** EXCERPTED TEXT follows **

Myanmar's opposition leader Aung San Suu Kyi has met with Chancellor Angela Merkel and President Joachim Gauck in Berlin. The Nobel laureate will receive another award during her three-day trip to Germany.
Angela Merkel and Aung San Suu Kyi spoke briefly to reporters prior to their meeting on Thursday, without scheduling a full press conference after the talks.
Suu Kyi said the pair would have a "sisterhood" meeting, joking that the aim was, "to be politically correct, the sisterhood of men, rather than the blood brotherhood of men."
Merkel praised the opposition leader from the country formerly known as Burma, who "lived for an incredible time under house arrest and nevertheless did not give up her political convictions and ideals."
Merkel said she was keen to discuss ways to build a better future for people in Myanmar, especially "how we on the German side can help to be actively supportive of these developments."
Willy Brandt prize winner
The 1991 Nobel Peace Prize laureate was welcomed to Berlin by President Joachim Gauck at the presidential palace, Schloss Bellevue. She lunched with Gauck and his partner, Daniela Schadt. Gauck held talks with Suu Kyi in Myanmar in February.
On Friday, Suu Kyi will receive the International Willy Brandt Prize - an award established in honor of the former German chancellor and given to people or institutions promoting international understanding between people.
Suu Kyi spent more than a decade under house arrest before being released by the former military government three years ago. Now a member of parliament, she is expected to run for the presidency in 2015, if a provision currently banning her candidacy is revoked.
Rohingya treatment in spotlight
The civil government led by ex-general Thein Sein is seeking democratic reforms, a move that has been recognized by the US and EU, who have eased sanctions on the country.
However, progress in some areas has been slow - with particular international criticism of the treatment of the minority Muslim Rohingya population, many of whom live in the western state of Rakhine - formerly known as Arakan. Almost all international aid workers left the region last month following attacks from the majority Rakhine Buddhist population, who accused them of siding with the Muslim population. Only a few offices have since been allowed to reopen.
US State Department official Daniel Russel met with Thein Sein in Myanmar on Thursday, calling for an immediate return of aid workers - especially from medical care providers Doctors Without Borders and Malteser International.
"The crux of my message was that the whole world is watching. And the responsibility rests with the central government to see to the security not only of the people in Rakhine state… but also the security of international aid workers," Russel said.

** End of EXCERPTED TEXT **
** INFORMATION GIVEN follows **

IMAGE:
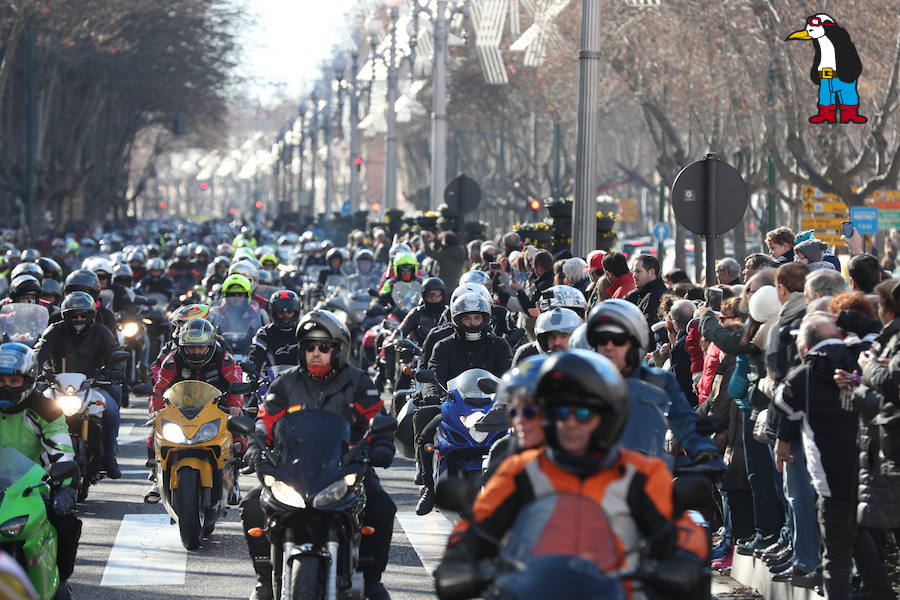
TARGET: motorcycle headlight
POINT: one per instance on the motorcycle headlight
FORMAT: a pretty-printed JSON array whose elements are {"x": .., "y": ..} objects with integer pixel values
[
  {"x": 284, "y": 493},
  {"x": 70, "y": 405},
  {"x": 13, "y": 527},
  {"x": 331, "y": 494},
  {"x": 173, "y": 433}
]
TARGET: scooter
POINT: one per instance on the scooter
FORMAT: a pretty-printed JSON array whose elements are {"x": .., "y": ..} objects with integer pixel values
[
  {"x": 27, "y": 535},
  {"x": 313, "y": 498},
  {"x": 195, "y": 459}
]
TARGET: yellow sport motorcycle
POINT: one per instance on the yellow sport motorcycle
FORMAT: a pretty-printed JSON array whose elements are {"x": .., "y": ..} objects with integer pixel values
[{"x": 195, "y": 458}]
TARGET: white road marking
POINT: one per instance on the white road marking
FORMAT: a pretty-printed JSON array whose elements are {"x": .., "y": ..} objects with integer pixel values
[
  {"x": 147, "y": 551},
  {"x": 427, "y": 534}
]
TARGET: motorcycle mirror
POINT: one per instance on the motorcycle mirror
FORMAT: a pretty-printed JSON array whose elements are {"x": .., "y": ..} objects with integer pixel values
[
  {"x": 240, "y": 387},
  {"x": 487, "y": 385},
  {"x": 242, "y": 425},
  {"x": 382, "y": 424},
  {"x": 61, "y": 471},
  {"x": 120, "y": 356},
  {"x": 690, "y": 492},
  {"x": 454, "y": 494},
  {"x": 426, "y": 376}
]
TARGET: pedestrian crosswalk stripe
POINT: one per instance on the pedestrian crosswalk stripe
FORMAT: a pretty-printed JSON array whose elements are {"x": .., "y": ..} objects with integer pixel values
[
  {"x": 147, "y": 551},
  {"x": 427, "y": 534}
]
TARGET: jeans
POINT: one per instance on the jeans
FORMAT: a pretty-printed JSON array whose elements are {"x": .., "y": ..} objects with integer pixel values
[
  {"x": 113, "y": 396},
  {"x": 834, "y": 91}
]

** End of INFORMATION GIVEN **
** INFORMATION GIVEN follows **

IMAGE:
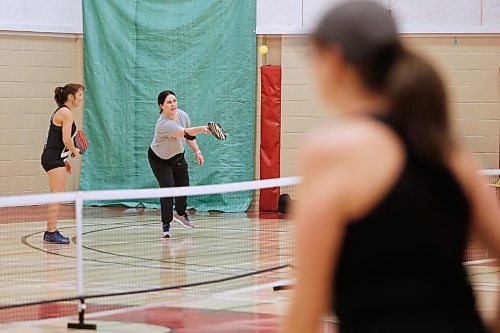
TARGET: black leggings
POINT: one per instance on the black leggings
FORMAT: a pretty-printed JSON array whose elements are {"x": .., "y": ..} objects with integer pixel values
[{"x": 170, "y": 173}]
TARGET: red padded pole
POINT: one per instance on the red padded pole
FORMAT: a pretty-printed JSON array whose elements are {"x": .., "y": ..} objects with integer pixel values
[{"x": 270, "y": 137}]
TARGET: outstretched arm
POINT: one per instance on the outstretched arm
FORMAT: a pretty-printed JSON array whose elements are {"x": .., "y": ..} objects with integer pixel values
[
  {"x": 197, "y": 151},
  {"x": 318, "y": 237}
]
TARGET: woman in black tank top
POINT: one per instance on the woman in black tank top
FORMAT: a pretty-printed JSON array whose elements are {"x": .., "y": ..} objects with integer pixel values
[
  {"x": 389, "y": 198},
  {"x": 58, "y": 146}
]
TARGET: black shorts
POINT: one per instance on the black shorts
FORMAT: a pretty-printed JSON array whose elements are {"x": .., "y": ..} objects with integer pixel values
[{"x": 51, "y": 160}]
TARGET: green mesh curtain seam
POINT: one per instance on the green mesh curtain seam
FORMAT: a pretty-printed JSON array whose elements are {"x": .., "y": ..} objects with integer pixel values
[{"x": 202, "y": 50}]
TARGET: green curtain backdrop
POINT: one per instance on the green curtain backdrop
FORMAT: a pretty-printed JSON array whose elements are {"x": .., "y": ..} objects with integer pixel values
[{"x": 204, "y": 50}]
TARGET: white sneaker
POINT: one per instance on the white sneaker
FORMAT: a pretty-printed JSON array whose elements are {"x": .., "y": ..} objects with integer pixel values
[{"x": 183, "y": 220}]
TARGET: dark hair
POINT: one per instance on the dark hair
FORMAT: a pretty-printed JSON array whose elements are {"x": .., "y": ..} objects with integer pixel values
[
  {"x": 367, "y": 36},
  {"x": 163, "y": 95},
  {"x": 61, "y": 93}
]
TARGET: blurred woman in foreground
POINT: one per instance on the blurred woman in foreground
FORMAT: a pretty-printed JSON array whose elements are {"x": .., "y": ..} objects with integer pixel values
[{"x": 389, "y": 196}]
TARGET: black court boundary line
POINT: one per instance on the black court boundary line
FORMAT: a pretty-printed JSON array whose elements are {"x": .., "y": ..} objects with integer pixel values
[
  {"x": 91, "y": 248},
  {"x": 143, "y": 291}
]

** End of INFORMATION GIVEN **

> _WHAT TO WORK ON_
(A) Which award does the article on Aung San Suu Kyi's visit to Germany say she will receive on Friday?
(B) Reproduce the article on Aung San Suu Kyi's visit to Germany word for word from "On Friday, Suu" to "understanding between people.".

> _OUTPUTS BY TASK_
(A) The International Willy Brandt Prize.

(B)
On Friday, Suu Kyi will receive the International Willy Brandt Prize - an award established in honor of the former German chancellor and given to people or institutions promoting international understanding between people.